* **ENUNCIADO DEL PROBLEMA**
Copia sin cambiar nada las líneas de las entradas de más abajo que van desde la que contiene "bottle of mineral" hasta la que contiene "[[[0,101],[8,99],[9,97],[9,91],[5,82],[5,77],[0,72]]]", las dos incluidas.

* **DATOS PROPORCIONADOS**
--------------------------------------------------

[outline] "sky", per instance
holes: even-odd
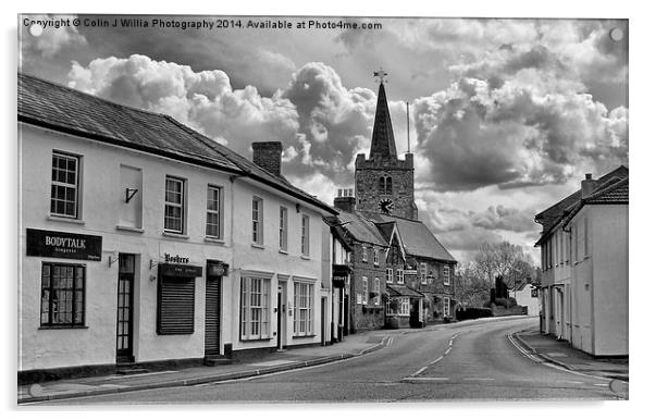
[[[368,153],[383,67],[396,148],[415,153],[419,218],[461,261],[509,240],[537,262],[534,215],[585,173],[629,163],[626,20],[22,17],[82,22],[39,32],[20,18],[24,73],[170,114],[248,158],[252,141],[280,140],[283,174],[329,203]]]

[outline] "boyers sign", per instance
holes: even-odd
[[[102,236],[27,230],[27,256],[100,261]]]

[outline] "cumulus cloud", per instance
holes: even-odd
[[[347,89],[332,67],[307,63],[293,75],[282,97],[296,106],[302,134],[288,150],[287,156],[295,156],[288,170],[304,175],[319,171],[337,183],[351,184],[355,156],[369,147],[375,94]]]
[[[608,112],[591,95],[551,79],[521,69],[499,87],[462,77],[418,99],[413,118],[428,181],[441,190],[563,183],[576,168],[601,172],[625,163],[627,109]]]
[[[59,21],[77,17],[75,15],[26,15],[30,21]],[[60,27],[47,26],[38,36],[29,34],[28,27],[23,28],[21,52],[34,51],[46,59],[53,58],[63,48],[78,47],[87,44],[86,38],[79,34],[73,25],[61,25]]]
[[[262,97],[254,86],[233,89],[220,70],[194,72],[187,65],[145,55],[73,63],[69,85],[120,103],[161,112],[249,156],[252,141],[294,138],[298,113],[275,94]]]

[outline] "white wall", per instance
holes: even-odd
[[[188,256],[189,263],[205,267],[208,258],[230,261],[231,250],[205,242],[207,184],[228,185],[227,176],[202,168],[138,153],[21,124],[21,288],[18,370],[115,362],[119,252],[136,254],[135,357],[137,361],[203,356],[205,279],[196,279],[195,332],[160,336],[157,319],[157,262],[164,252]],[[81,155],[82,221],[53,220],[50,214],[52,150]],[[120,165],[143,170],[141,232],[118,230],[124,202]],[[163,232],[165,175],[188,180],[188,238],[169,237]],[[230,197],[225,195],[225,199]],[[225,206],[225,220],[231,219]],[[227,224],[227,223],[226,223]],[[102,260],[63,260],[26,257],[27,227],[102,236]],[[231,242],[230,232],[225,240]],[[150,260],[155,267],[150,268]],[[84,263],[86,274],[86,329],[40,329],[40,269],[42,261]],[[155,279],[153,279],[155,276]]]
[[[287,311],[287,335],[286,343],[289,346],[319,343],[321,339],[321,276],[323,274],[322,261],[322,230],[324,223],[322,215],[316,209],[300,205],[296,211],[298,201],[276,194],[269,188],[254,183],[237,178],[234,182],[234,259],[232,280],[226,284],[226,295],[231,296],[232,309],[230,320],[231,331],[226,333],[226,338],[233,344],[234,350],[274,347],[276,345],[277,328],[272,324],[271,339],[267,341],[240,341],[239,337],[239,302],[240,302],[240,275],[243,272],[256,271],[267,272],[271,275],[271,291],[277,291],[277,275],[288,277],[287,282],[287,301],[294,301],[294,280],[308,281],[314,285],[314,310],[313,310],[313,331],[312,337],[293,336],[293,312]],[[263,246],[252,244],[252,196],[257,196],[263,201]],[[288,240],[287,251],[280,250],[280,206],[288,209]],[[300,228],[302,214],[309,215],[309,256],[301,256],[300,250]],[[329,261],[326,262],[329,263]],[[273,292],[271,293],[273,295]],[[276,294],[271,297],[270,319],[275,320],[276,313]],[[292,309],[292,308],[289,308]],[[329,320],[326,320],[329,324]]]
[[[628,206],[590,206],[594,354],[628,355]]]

--------------------------------------------------

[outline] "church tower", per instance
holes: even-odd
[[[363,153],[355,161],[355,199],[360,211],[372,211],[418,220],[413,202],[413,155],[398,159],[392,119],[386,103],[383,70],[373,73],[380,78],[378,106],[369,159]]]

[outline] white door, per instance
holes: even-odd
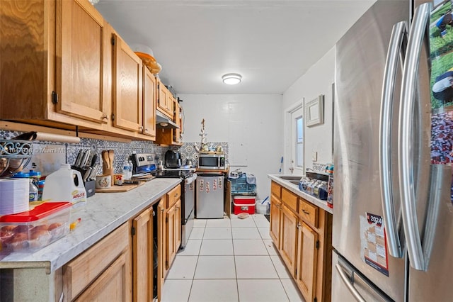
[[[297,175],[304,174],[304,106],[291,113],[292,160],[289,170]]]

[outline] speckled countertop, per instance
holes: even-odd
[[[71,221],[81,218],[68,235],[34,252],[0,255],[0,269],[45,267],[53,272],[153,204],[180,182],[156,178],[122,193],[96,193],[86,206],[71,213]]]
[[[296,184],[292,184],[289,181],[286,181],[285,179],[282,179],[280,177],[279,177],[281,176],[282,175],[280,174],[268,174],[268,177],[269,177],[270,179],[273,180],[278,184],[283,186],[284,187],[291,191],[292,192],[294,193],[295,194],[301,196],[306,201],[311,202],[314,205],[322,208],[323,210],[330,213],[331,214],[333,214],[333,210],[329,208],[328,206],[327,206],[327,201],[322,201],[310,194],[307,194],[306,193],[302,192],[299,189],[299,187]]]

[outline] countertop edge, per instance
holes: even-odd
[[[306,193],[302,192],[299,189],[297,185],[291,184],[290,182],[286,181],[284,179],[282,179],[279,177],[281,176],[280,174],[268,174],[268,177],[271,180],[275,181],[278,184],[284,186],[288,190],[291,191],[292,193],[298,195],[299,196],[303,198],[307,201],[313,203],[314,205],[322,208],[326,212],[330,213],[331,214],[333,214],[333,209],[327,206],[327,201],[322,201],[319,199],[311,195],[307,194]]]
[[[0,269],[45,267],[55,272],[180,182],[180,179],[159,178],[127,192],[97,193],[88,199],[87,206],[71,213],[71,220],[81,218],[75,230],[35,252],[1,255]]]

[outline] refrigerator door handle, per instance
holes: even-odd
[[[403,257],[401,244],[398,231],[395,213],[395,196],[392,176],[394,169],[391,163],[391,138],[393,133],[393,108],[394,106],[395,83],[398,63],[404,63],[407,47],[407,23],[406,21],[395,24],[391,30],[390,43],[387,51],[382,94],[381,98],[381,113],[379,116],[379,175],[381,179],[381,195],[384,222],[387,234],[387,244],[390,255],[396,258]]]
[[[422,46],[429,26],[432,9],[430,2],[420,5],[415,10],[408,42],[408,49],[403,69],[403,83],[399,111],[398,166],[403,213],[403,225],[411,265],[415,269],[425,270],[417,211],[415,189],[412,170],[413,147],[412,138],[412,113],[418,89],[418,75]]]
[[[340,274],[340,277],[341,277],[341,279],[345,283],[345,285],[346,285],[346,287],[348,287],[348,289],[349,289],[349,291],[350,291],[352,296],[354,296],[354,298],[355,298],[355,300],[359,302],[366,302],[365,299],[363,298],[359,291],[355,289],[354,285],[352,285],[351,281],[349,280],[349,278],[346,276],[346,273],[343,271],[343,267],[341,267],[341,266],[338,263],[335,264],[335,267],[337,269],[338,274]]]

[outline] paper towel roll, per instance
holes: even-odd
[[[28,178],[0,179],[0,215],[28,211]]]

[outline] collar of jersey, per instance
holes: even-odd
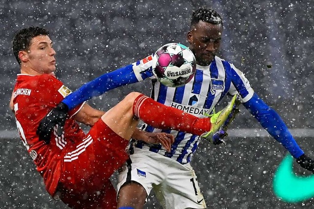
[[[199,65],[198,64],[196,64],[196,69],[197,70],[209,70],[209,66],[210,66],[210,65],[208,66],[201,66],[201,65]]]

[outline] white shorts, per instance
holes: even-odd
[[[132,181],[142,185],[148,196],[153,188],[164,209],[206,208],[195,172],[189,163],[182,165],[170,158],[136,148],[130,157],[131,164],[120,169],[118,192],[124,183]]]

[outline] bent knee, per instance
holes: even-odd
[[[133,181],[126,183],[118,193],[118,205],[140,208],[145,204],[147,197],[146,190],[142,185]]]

--------------------------------------------------

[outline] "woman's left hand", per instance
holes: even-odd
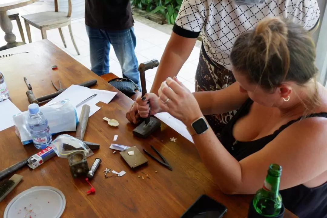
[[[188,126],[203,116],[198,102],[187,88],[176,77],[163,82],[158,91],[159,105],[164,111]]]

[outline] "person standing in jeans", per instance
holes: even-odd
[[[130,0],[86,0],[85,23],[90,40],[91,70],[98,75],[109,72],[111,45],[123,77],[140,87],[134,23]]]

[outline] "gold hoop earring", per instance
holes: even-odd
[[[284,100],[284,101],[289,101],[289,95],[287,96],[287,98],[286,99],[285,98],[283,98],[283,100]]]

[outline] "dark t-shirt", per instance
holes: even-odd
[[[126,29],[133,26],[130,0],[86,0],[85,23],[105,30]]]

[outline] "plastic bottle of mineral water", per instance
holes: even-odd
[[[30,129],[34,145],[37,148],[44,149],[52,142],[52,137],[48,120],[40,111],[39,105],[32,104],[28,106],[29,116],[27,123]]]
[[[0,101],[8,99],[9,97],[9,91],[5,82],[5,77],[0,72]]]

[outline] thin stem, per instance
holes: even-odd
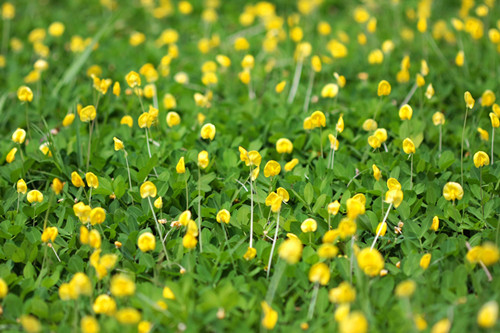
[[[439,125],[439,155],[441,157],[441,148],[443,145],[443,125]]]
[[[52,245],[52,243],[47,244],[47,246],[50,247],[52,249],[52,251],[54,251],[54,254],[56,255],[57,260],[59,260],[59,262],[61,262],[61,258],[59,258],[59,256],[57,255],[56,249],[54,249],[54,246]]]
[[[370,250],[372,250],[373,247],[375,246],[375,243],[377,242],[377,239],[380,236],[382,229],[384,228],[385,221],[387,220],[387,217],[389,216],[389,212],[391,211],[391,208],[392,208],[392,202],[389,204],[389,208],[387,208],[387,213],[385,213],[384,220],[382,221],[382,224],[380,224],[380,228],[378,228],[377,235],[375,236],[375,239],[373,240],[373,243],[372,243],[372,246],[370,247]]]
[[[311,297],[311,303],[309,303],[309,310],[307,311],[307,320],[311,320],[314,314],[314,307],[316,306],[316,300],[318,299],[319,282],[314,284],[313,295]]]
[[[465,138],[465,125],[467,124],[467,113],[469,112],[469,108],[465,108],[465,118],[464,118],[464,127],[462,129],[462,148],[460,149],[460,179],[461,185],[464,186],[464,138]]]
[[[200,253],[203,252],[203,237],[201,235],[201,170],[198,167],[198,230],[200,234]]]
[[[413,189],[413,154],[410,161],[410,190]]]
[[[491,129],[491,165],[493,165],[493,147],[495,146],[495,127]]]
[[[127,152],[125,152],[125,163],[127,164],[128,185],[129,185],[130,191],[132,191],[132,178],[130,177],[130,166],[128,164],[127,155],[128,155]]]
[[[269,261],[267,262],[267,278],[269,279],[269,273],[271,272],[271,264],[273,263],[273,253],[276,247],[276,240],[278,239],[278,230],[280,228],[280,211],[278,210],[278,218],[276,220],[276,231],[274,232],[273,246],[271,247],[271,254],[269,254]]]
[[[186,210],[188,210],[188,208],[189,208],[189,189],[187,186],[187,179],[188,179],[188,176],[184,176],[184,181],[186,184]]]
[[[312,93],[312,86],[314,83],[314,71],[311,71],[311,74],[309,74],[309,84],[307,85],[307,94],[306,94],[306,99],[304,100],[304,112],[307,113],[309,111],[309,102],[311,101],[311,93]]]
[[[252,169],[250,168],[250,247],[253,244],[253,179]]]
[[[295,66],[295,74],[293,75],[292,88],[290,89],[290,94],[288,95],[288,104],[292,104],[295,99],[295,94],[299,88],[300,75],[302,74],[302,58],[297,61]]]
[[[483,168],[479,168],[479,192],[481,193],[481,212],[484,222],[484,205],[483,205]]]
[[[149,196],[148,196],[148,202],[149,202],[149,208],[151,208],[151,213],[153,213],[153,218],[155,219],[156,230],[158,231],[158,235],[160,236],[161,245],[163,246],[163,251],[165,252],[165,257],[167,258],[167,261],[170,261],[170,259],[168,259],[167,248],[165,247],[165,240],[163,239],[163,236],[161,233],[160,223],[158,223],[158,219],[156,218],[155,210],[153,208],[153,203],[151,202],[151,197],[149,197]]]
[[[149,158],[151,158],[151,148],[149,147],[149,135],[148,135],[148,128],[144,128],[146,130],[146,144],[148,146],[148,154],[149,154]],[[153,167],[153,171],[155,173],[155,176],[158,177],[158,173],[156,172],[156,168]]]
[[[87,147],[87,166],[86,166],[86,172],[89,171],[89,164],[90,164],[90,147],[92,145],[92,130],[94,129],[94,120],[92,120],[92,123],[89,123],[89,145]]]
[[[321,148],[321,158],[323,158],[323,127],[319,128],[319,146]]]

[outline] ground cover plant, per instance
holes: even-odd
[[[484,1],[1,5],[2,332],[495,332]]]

--------------------------------------------------

* **RESULTADO**
[outline] "plastic bottle of mineral water", per instance
holes: even-odd
[[[30,129],[34,145],[37,148],[44,149],[52,142],[52,137],[48,120],[40,111],[39,105],[32,104],[28,106],[29,116],[27,123]]]
[[[0,101],[8,99],[9,97],[9,91],[5,82],[5,77],[0,72]]]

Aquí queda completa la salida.